▶ _QUOTED TEXT_:
+-------+

The following are some complex use cases when transforming event data.

Data transformation

You need to perform multiple transformations on nested event data.

Scenario:

Given the following CloudEvents data:

{
  "data": {
    "orderId": "12345",
    "customer": {
      "firstName": "Alex",
      "lastName": "Taylor",
      "email": "alex@example.com",
      "address": {
        "street": "1800 Amphibious Blvd.",
        "city": "Mountain View",
        "state": "CA"
      }
    },
    "items": [
      {
        "itemId": "item1",
        "price": 10.00,
        "quantity": 2
      },
      {
        "itemId": "item2",
        "price": 5.00,
        "quantity": 1
      }
    ]
  }
}

You want to write a CEL expression that results in the following output:

{
  "data": {
    "orderId": "12345",
    "customer.firstName": "Alex",
    "customer.lastName": "Taylor",
    "customer.email": "a***@example.com",
    "customer.address.city": "Mountain View",
    "customer.address.state": "CA"

+-------+

▶ _EXCERPTED RECORDS_:

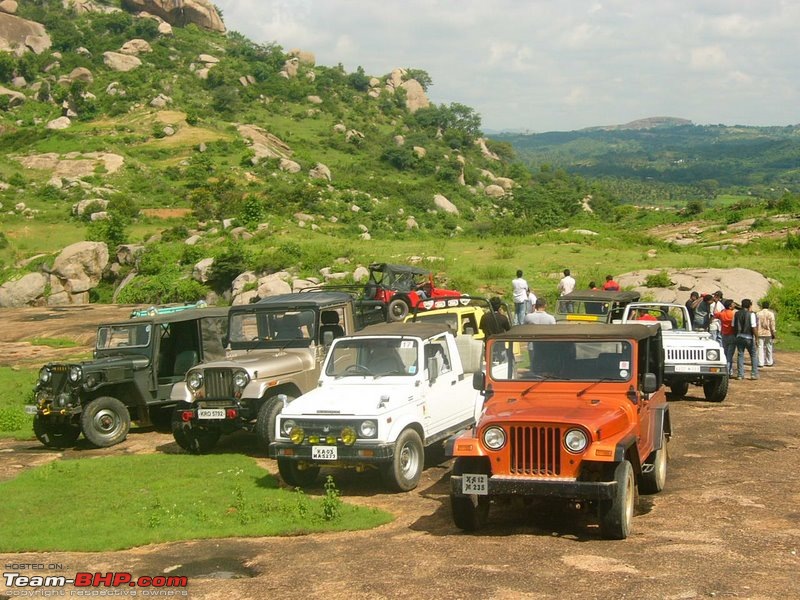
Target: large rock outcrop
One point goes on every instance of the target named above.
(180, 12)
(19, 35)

+-------+

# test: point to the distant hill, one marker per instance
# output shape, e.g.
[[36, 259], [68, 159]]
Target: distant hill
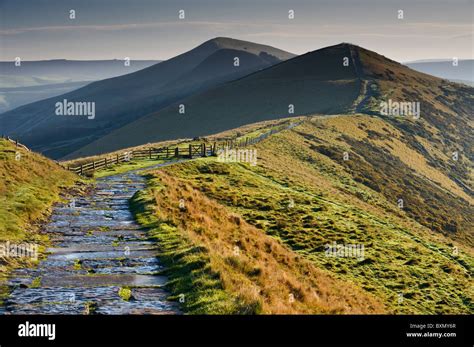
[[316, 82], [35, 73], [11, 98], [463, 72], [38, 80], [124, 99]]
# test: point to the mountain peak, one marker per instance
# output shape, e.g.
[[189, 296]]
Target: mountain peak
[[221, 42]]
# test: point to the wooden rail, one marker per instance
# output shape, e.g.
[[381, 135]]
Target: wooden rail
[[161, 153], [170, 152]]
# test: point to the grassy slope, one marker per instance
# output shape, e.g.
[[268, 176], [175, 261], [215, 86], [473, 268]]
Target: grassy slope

+-------+

▶ _TASK DESCRIPTION_:
Answer these questions from the event data transformation text above:
1. What street appears in the customer's address in the input data?
2. What quantity is listed for "item2"?
3. What value does "customer.email" have in the desired output?

▶ _FINAL ANSWER_:
1. 1800 Amphibious Blvd.
2. 1
3. a***@example.com